> _REQUIRED ACTION_
Extract from the entries below, exactly as given, only the lines from the line containing "Q: Point to every instance of the distant" to the line containing "Q: Point to every instance of the split", both lines included.

Region pointing data

────────────────────

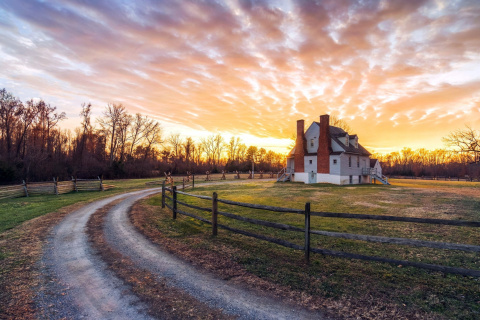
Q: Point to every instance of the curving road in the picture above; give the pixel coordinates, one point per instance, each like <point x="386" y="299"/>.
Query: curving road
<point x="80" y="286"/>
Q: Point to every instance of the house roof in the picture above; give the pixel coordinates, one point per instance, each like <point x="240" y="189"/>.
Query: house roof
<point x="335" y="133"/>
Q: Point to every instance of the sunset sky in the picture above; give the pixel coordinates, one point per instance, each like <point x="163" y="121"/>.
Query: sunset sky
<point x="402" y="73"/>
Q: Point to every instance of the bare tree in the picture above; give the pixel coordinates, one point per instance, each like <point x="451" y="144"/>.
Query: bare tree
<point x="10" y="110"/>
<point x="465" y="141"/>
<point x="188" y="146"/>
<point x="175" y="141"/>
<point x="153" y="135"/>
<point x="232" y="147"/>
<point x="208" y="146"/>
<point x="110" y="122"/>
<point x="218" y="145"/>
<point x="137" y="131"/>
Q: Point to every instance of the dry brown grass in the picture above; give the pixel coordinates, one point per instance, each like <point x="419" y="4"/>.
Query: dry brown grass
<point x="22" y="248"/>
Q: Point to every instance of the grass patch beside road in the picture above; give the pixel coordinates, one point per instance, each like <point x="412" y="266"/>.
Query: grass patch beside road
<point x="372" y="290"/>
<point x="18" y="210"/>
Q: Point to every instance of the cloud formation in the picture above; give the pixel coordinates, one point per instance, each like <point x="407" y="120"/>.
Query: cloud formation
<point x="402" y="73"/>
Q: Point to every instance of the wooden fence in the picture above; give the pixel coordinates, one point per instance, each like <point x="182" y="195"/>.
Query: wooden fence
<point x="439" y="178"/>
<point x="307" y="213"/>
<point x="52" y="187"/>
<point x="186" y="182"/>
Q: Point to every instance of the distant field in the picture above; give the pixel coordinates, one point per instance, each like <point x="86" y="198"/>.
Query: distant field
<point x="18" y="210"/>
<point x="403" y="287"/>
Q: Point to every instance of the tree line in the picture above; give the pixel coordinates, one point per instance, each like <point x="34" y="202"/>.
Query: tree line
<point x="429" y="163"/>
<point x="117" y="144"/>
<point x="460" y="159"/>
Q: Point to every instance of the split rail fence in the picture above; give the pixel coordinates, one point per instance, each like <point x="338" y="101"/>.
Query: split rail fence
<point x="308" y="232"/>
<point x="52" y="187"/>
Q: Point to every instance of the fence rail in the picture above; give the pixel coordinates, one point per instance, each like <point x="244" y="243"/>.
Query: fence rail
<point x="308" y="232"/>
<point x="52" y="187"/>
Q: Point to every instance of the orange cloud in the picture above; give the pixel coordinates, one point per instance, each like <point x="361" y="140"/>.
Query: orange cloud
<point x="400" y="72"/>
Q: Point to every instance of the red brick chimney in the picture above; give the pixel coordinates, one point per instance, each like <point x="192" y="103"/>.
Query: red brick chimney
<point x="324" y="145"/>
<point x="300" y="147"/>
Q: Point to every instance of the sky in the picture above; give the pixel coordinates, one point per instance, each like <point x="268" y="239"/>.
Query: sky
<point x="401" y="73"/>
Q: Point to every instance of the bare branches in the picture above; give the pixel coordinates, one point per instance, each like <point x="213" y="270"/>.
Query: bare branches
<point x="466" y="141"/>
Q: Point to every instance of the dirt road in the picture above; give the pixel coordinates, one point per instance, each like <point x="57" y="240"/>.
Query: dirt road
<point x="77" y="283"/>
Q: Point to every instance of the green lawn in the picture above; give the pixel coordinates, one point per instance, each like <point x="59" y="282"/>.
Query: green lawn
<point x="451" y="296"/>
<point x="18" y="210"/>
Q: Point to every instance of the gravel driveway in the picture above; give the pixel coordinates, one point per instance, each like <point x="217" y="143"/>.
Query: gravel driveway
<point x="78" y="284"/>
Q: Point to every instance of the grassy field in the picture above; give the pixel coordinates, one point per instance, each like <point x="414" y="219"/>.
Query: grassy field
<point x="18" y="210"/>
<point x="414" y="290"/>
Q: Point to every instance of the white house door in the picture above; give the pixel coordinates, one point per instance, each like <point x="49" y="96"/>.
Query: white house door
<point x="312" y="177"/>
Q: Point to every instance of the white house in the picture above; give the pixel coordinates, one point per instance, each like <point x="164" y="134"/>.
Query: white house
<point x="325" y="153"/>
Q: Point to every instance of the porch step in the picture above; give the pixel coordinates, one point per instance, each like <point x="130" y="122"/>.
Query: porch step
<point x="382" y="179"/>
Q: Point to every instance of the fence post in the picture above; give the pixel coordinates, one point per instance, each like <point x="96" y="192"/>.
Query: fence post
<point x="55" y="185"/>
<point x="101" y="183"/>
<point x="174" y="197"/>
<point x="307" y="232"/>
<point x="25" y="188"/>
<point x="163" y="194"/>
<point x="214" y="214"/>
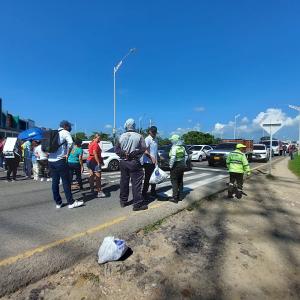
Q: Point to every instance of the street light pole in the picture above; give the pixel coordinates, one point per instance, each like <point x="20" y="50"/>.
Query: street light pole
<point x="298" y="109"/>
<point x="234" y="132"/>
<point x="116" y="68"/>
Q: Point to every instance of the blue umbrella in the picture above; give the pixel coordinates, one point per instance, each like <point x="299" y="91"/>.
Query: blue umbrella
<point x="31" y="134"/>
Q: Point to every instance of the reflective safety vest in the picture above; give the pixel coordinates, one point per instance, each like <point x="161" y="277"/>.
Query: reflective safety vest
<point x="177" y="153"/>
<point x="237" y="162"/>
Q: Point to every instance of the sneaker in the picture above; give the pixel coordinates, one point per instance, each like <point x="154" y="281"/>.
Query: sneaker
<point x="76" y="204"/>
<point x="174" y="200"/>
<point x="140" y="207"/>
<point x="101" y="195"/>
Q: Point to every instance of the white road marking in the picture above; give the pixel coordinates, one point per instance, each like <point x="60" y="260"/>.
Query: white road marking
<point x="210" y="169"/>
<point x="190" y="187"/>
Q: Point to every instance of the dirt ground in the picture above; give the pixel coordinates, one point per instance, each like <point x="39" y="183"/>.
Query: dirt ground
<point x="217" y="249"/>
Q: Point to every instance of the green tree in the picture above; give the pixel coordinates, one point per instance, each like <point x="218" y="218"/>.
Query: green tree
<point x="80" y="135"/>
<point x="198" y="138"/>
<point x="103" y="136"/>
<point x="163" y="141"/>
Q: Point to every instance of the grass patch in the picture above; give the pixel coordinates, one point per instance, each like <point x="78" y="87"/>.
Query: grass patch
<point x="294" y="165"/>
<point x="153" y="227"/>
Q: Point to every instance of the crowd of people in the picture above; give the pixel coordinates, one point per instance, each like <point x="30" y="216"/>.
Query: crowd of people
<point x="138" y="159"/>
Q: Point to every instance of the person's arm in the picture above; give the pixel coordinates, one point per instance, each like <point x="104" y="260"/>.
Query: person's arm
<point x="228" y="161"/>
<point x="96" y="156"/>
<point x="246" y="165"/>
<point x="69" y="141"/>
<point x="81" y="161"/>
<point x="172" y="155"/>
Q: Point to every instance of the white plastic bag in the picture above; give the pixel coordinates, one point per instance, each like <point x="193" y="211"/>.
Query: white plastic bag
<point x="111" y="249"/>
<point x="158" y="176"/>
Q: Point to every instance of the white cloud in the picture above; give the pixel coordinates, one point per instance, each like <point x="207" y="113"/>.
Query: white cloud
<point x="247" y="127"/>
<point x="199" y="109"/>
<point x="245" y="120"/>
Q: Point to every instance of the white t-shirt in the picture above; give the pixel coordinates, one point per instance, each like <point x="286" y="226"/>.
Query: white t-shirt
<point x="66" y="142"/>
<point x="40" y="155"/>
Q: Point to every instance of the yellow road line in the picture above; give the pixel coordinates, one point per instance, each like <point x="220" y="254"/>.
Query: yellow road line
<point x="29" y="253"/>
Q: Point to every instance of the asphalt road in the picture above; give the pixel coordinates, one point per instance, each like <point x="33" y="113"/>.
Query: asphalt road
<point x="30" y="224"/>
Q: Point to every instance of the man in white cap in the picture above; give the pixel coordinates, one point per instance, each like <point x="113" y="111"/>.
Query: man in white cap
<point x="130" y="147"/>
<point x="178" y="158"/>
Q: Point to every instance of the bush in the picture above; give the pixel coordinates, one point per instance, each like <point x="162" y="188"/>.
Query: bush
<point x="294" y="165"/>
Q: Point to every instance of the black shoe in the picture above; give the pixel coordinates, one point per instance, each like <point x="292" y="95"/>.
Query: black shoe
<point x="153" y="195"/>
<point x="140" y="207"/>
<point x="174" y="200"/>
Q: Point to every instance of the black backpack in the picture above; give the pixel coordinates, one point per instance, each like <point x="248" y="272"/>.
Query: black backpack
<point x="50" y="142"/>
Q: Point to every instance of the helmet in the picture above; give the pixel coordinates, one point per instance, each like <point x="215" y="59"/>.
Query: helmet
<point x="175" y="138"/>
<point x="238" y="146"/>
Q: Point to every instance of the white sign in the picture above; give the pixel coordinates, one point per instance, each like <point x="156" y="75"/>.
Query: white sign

────────────────────

> _RESPONSE TO THE EXERCISE_
Q: Point to every instance of the distant field in the picture above; give the pixel coordinates, one point per instance, each like <point x="86" y="198"/>.
Query: distant field
<point x="18" y="210"/>
<point x="403" y="287"/>
Q: Point to every instance of the tree line in the picture above; give the pixel coordinates, one point per instance, each like <point x="34" y="202"/>.
Query: tree line
<point x="429" y="163"/>
<point x="117" y="144"/>
<point x="460" y="159"/>
Q: Point to every instance of the split rail fence in the picture above; give the pixel coordinates, one point per instance, each like <point x="338" y="101"/>.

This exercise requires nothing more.